**WRITTEN EXERCISE:** Copy every one of the entries below word for word, without changing a single line.
[Begin TASK INPUT]
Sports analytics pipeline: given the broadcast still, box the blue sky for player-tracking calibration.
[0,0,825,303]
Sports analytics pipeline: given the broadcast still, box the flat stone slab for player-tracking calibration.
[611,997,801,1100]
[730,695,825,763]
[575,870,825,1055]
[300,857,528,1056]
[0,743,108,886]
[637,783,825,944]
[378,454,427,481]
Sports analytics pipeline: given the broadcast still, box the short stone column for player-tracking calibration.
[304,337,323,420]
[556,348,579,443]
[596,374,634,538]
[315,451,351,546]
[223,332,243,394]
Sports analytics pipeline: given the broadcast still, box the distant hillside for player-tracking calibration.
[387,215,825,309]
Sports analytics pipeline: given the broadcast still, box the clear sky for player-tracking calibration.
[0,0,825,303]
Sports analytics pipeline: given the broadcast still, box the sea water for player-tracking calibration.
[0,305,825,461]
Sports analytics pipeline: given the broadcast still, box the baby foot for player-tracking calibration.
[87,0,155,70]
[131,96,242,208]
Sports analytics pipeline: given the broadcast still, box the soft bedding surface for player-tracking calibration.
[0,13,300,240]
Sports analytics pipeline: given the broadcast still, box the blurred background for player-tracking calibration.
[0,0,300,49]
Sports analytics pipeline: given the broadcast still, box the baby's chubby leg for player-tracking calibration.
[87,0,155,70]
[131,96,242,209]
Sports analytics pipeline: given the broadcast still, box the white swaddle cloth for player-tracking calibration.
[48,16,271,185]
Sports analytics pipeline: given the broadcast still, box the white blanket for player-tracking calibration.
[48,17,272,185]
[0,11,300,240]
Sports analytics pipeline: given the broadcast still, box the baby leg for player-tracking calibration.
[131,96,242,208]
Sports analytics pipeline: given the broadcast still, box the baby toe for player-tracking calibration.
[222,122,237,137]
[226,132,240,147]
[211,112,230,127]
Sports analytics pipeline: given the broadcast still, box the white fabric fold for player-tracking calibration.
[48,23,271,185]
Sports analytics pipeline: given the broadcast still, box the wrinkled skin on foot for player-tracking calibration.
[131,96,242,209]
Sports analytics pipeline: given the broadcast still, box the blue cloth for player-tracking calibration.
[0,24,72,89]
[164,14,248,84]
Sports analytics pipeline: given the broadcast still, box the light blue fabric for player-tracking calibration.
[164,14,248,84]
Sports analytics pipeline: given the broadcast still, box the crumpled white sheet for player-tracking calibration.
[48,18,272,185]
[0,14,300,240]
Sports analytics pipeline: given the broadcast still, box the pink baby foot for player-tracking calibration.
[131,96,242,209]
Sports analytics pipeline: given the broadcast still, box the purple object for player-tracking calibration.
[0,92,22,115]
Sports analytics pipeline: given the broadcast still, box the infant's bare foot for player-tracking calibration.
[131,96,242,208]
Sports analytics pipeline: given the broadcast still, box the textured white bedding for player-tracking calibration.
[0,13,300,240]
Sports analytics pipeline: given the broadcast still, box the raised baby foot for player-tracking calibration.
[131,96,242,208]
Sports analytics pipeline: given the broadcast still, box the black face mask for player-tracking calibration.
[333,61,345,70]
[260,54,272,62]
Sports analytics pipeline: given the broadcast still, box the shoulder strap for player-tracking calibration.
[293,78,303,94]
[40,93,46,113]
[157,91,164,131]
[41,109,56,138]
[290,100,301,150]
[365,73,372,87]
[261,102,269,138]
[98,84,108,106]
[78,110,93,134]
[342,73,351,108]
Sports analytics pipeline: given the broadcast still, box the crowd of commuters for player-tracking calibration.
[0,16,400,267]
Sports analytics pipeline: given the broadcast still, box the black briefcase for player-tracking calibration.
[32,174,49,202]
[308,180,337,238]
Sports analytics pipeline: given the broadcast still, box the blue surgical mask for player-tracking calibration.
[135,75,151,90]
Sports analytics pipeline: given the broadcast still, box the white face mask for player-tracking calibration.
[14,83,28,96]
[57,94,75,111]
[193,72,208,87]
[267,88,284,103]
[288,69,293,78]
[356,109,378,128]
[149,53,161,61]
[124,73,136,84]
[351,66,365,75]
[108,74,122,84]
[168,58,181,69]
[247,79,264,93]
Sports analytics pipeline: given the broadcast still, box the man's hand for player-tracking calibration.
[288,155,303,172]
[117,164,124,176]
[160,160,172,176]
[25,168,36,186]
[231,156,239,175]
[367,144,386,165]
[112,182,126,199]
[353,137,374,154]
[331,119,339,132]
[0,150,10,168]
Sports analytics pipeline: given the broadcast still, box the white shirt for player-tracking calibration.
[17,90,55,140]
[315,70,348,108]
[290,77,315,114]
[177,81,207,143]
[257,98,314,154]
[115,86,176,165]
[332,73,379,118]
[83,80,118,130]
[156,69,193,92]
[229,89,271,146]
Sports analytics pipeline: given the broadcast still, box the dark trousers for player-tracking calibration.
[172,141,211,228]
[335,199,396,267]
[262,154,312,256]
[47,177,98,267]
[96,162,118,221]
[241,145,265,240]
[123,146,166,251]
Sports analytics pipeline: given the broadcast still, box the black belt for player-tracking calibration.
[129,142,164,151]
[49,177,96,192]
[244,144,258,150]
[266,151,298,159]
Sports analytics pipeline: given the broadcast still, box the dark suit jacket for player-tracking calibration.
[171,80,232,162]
[End TASK INPUT]
**COMPLETE RESPONSE:**
Sports analytics pipeline: given the broadcast still, box the blue sky for player-tracking calibration.
[0,0,825,303]
Sports analytics pipeline: given the broadcast still, box the flat stone slab for player-tracking calibration.
[611,997,801,1100]
[730,695,825,763]
[575,870,825,1055]
[300,857,528,1056]
[0,743,108,886]
[637,783,825,944]
[378,454,427,481]
Sports analytics pipeline: given the broadcast still, box the short stone column for player-tracking calibration.
[304,337,323,420]
[556,348,579,443]
[596,374,634,538]
[315,451,351,546]
[223,332,243,394]
Sports analytics pipeline: given the broadcast still, box the distant hillside for player-tracking calibration.
[387,215,825,309]
Sports analytics pipeline: given the broadcast still, box the clear sky for player-tracking calibration.
[0,0,825,303]
Sports analytics pipeline: given the broadcast still, box the sea water for player-tracking calibration.
[0,305,825,461]
Sports analytics pipeline: given the broadcast still, box the baby foot for player-tracking calibration.
[87,0,155,70]
[131,96,242,208]
Sports analytics pipeline: given the broadcast still, box the soft bedding surface for player-tracking calibration.
[0,13,300,240]
Sports analytics pipeline: given the broadcast still, box the blurred background for player-tracking calibration.
[0,0,300,49]
Sports analytics pipeline: given the broadcast still, box the baby's chubby leg for player-tracking calibration.
[87,0,155,70]
[131,96,242,209]
Sports analytics pipeline: given the broadcast still, box the white swaddle cloth for player-tracking calibration.
[48,16,271,185]
Sports analytics pipeline: given the broadcast still, box the white blanket for player-tracking calibration.
[48,17,272,185]
[0,11,300,240]
Sports analytics pipeline: given the broadcast still, box the baby leg for player-tracking calibration.
[131,96,242,208]
Sports analytics pipeline: given the broadcast still, box the baby toe for player-tracking calibration.
[222,122,237,137]
[226,132,240,147]
[211,112,230,127]
Sports analytics pipeline: given the broadcast still, box the white fabric fold for player-tracking calibration.
[48,23,271,185]
Sports analytics pipeline: given the broadcast still, box the wrinkled skin on foot for player-tracking calibration.
[131,96,242,209]
Sports analytics pipeline: given the broadcast still, box the blue cloth for player-tracking calibration.
[0,24,72,89]
[164,14,248,84]
Sports analytics pipeline: given the broadcast still, box the light blue fabric for player-tracking calibration.
[164,14,248,84]
Sports analytics pipeline: given the broadcast still, box the crumpled white sheet for player-tracking calibration.
[48,18,272,185]
[0,14,300,240]
Sports analytics pipeline: given the broadcast still, box the pink baby foot for player-tracking calibration.
[131,96,242,209]
Sports analytics pipeline: given the broadcast still, box the purple object for player-tracking calibration.
[0,92,22,115]
Sports analytics pipeline: given the broadcast still, box the infant's bare foot for player-tracking calibration.
[131,96,242,208]
Sports analytics pipeline: given the broadcast still, box the textured white bedding for player-tracking calibration.
[0,13,300,240]
Sports analytics pipeline: given the broadcast still, box the raised baby foot for player-tracking calibration.
[131,96,242,208]
Sports analytics pipeline: given the broadcast still, box the black face mask for player-tracking calibration.
[333,61,345,70]
[260,54,272,62]
Sports analytics pipeline: given the broadcast still, box the shoulder strap for player-tracking calibration.
[293,78,303,94]
[40,93,46,113]
[157,91,164,131]
[41,109,56,138]
[290,100,301,150]
[365,73,372,87]
[261,102,269,138]
[98,84,108,106]
[78,110,93,134]
[342,73,351,108]
Sports analytics pipeline: given the broadcast still, box the crowd of commuters for player-tracking calibration.
[0,16,400,267]
Sports analytics pipeline: given the broadcast still, box the black briefcase for player-tracking calibration.
[32,174,49,202]
[308,180,337,238]
Sports analytics pipeline: given the broadcast still, box the blue surgical mask for player-tracking calibration.
[135,75,151,90]
Sports analytics pipeline: given the broadcast still, box the white face mask for player-tracking calibration.
[14,83,28,96]
[57,94,75,111]
[193,72,208,87]
[267,88,284,103]
[288,69,293,78]
[356,109,378,128]
[149,53,161,61]
[124,73,136,84]
[351,66,365,75]
[108,74,122,84]
[168,58,181,69]
[247,79,264,93]
Sports analytics pipeline: given the broadcast still, box the man's hand for player-tracking calibration.
[288,155,303,172]
[117,164,124,176]
[160,160,172,176]
[25,168,36,186]
[231,156,239,175]
[367,144,386,165]
[112,182,126,199]
[353,137,374,154]
[331,119,339,132]
[0,150,10,168]
Sports analytics pipeline: given the broadcast still, box the white shirt for player-tracking calibration.
[17,90,55,140]
[315,70,348,108]
[290,77,315,114]
[177,81,207,143]
[257,98,314,154]
[115,86,176,165]
[332,73,379,118]
[83,80,118,130]
[156,69,193,92]
[229,89,271,146]
Sports analytics pipeline: given the broadcast still, box the dark trousers for player-tracking calibration.
[172,141,211,228]
[335,199,396,267]
[262,154,312,256]
[47,177,98,267]
[96,162,118,221]
[241,145,265,240]
[123,146,166,251]
Sports analytics pipeline: given the broadcast still, box the black belt for player-tracking calibration.
[129,142,164,151]
[49,177,96,192]
[244,144,258,150]
[266,151,298,159]
Sports analytics pipeline: given the broadcast still, box the dark suit jacket for player-tracking calibration.
[171,80,232,162]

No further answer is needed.